§ **ZU BEANTWORTENDE FRAGEN**:
A - Stimmen diese Aussagen mit dem folgenden Quellenauszug überein? Antworte jeweils mit Ja oder Nein und zitiere die entscheidenden Worte wörtlich. (i) Nicolas Rüsch ist Professor für Public Mental Health am Universitätsklinikum Ulm. (ii) Mike Münzing moderiert die Podiumsdiskussion. (iii) Dirk Richter gehört zur Berner Fachhochschule.
B - Wofür steht laut dem folgenden Quellenauszug die Abkürzung IPAGs?

§ **QUELLENAUSZUG**:
= = = = =

Soziale Inklusion von Menschen mit psychischen Erkrankungen – Bestandsaufnahme und Entwicklungsperspektiven
Prof. Dr. Dirk Richter, Berner Fachhochschule, Fachbereich Pflege

Das Stigma psychischer Erkrankung: Folgen und Interventionen
Prof. Dr. med. Nicolas Rüsch, Professor für Public Mental Health, Universitätsklinikum Ulm

Podiumsdiskussion »Wege zu mehr Inklusion«

Christine Blankenfeld, Ministerium für Soziales, Gesundheit und Integration Baden-Württemberg
Thomas Poreski, Mitglied des Landtags von Baden-Württemberg Bündnis 90/Die Grünen
Mike Münzing, Bürgermeister Stadt Münsingen
Nikolaus Mantel, LVPEBW e. V.
Heike Petereit-Zipfel, LV BW ApK e. V.
Moderation: Achim Dochat, LV Gemeindepsychiatrie BW e. V.

Vorstellung des Projekt IPAGs
(Interessenvertretung Psychiatrie-Erfahrener und Angehöriger im Gemeindepsychiatrischen Verbund stärken)

Was ist IPAGs?

= = = = =

§ **DATENTEIL**:
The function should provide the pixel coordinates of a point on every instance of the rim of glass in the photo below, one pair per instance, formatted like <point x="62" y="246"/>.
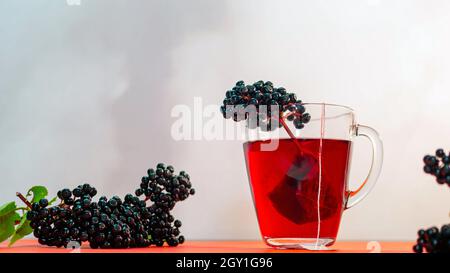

= = = = =

§ **ANTWORTEN ZUR ÜBUNG**:
A -
(i) Ja: „Professor für Public Mental Health, Universitätsklinikum Ulm“
(ii) Nein: „Moderation: Achim Dochat, LV Gemeindepsychiatrie BW e. V.“
(iii) Ja: „Berner Fachhochschule, Fachbereich Pflege“

B - Interessenvertretung Psychiatrie-Erfahrener und Angehöriger im Gemeindepsychiatrischen Verbund stärken